STATED GOAL -
Extract each line of the material below that contains the word "frame".

DATASET EXCERPTS -
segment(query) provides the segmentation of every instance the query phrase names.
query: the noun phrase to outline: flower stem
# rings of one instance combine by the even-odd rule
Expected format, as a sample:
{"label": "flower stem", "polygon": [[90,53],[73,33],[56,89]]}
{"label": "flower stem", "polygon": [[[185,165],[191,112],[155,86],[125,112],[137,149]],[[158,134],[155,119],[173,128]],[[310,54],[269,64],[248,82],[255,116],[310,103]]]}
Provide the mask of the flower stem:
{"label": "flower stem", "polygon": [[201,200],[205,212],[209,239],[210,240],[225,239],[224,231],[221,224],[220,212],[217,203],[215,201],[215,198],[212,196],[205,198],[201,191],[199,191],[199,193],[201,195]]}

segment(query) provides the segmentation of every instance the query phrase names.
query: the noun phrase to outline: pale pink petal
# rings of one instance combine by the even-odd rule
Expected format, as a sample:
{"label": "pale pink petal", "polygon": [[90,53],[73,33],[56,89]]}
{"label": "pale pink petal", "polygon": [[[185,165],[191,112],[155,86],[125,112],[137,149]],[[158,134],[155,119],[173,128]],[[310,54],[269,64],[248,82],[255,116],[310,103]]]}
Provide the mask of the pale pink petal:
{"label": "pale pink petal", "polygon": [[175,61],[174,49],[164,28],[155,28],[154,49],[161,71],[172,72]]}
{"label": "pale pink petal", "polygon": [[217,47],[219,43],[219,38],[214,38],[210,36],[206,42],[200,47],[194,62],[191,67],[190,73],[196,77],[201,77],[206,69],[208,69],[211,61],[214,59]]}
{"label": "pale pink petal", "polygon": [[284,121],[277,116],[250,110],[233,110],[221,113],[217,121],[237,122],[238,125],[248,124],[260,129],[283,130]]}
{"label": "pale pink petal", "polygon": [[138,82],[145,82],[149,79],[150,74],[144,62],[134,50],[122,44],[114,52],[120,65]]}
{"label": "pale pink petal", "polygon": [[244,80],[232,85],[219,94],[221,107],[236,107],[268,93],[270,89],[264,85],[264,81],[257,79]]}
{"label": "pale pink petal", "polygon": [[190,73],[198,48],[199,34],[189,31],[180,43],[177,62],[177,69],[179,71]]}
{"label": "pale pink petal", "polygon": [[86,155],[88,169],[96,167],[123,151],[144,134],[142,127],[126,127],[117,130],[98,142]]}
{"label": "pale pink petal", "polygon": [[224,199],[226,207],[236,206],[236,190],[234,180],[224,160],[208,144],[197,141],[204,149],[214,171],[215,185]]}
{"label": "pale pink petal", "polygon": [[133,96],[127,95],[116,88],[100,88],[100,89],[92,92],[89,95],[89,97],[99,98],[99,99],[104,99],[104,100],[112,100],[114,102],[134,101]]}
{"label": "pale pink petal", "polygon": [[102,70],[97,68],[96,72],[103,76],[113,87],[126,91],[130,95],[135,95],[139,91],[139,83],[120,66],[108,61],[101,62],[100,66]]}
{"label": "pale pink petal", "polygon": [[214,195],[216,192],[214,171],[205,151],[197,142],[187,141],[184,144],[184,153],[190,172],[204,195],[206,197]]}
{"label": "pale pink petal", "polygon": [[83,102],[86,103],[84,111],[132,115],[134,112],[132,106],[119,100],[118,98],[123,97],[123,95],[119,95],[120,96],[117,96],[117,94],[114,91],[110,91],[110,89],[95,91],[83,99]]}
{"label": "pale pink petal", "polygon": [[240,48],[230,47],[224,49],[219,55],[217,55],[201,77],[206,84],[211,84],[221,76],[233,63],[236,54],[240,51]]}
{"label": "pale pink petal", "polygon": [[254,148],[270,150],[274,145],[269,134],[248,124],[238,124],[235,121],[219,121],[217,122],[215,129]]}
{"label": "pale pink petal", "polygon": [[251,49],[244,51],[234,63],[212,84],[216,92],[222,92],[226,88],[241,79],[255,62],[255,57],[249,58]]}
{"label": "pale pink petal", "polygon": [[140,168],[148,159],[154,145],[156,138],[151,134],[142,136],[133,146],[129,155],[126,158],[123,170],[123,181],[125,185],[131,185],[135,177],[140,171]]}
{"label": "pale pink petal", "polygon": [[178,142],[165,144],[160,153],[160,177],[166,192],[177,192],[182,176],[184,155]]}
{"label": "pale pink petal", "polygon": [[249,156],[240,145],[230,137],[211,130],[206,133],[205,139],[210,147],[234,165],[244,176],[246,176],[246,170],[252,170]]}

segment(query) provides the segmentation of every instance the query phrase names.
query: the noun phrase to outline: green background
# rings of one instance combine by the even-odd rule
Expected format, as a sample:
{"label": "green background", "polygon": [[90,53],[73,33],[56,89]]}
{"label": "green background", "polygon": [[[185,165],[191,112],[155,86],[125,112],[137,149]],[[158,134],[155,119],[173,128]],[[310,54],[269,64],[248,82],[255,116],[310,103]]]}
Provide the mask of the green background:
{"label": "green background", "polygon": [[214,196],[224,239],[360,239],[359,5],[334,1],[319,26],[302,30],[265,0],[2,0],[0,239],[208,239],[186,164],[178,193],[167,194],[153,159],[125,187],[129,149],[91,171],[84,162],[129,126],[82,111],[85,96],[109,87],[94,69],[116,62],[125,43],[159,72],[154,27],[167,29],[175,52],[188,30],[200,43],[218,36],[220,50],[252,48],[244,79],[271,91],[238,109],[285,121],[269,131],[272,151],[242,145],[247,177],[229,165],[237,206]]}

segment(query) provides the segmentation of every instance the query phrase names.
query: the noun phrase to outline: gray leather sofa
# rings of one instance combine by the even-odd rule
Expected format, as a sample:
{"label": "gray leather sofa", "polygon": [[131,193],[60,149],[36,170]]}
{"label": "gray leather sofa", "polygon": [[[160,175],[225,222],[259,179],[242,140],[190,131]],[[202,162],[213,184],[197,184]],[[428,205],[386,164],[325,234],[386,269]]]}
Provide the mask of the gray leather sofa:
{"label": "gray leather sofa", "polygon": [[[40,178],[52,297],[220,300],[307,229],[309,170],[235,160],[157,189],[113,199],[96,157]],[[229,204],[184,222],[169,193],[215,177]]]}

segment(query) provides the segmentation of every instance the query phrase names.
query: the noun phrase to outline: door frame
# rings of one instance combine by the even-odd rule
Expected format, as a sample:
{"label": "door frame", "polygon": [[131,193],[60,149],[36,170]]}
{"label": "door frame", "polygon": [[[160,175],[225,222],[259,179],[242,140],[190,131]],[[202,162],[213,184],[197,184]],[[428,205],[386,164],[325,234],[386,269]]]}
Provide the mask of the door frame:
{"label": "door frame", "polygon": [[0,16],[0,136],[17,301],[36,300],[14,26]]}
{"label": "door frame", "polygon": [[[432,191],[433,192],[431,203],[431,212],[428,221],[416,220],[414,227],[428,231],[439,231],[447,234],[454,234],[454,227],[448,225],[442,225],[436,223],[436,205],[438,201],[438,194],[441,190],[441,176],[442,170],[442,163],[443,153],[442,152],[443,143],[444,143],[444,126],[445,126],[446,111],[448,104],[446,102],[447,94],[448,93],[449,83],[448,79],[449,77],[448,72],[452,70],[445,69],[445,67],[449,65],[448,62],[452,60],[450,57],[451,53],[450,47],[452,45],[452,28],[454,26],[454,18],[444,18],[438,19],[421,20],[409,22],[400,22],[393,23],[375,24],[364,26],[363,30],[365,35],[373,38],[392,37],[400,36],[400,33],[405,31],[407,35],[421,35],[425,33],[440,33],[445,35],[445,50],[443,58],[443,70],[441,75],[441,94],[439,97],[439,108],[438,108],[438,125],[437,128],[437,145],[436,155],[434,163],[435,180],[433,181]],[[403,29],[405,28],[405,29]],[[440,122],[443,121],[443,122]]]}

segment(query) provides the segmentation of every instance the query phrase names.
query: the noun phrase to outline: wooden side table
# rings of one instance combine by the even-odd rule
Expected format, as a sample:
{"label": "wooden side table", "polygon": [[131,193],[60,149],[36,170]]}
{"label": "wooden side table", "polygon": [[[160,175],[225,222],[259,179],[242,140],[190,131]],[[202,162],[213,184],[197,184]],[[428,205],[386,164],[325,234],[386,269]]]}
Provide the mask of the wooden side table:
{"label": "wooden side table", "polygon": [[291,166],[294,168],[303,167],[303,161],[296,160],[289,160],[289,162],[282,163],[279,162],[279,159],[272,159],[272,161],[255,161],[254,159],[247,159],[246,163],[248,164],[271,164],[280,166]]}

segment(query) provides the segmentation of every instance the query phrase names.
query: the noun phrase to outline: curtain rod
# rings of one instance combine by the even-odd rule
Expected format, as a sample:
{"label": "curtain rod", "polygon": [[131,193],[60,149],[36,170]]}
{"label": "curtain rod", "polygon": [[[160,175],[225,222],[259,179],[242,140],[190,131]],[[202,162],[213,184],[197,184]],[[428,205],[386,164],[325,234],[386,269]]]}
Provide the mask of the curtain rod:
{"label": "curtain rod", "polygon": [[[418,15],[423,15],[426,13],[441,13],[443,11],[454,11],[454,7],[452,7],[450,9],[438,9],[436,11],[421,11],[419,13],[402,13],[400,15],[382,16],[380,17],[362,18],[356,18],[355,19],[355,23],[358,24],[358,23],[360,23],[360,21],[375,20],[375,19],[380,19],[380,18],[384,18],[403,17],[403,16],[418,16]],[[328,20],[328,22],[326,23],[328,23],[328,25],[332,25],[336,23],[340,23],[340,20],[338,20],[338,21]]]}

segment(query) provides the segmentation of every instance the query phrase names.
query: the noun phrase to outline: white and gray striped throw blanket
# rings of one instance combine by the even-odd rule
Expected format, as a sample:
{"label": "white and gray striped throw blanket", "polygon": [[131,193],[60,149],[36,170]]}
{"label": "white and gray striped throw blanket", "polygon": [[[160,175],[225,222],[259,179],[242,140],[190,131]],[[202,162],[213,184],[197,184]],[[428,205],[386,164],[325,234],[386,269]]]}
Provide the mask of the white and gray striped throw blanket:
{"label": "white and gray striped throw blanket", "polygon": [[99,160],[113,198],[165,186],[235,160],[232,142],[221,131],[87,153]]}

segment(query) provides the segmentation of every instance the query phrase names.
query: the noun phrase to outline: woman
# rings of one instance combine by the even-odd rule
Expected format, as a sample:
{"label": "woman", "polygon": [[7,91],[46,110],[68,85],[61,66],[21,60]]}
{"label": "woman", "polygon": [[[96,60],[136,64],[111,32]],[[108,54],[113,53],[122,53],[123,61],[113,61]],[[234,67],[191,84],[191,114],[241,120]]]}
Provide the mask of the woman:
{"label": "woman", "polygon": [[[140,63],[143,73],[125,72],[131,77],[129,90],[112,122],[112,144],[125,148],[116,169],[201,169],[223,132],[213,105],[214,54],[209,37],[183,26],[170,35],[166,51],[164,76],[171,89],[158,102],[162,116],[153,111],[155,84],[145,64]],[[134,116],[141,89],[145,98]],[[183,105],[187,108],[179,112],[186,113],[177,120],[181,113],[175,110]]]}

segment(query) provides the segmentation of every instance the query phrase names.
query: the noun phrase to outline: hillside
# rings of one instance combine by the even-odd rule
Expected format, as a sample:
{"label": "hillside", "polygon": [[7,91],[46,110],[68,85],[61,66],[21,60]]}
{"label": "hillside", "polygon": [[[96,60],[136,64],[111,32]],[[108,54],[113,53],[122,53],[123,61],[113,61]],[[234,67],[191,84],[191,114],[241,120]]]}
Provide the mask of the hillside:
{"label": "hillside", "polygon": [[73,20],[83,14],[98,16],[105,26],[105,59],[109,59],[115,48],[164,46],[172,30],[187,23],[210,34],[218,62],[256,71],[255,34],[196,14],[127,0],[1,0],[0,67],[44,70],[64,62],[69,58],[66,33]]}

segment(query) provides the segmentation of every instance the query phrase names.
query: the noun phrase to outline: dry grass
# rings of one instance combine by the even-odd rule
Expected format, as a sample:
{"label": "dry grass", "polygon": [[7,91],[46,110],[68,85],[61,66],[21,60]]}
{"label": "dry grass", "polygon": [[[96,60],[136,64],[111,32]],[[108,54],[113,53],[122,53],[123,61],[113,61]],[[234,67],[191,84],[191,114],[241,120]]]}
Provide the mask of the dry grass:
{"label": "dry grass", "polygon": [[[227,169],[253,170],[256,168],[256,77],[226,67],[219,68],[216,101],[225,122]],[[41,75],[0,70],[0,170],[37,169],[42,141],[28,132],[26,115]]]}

WORKED SOLUTION -
query: the noun phrase to outline: door frame
{"label": "door frame", "polygon": [[131,193],[60,149],[36,170]]}
{"label": "door frame", "polygon": [[[160,175],[225,222],[259,179],[242,140],[190,131]],[[202,162],[213,184],[197,184]],[[428,205],[386,164],[325,234],[386,269]]]}
Provide the mask of the door frame:
{"label": "door frame", "polygon": [[0,16],[0,136],[17,301],[36,300],[14,26]]}
{"label": "door frame", "polygon": [[[432,191],[433,192],[431,203],[431,212],[428,221],[416,220],[414,227],[428,231],[439,231],[447,234],[454,234],[454,227],[448,225],[442,225],[436,223],[436,205],[438,201],[438,194],[441,190],[441,176],[442,170],[442,163],[443,153],[442,152],[443,143],[444,143],[444,126],[445,126],[446,111],[448,104],[446,102],[447,94],[448,93],[449,83],[448,79],[449,77],[448,72],[452,70],[445,69],[445,67],[449,65],[448,62],[452,60],[450,57],[451,53],[450,47],[452,45],[452,28],[454,26],[454,18],[444,18],[438,19],[421,20],[409,22],[400,22],[393,23],[375,24],[364,26],[363,30],[365,35],[373,38],[392,37],[400,36],[400,33],[405,31],[407,35],[421,35],[425,33],[440,33],[445,35],[445,50],[443,58],[443,70],[441,75],[441,94],[439,97],[439,108],[438,108],[438,125],[437,128],[437,145],[436,155],[434,163],[435,180],[433,181]],[[403,29],[405,28],[405,29]],[[440,122],[443,121],[443,122]]]}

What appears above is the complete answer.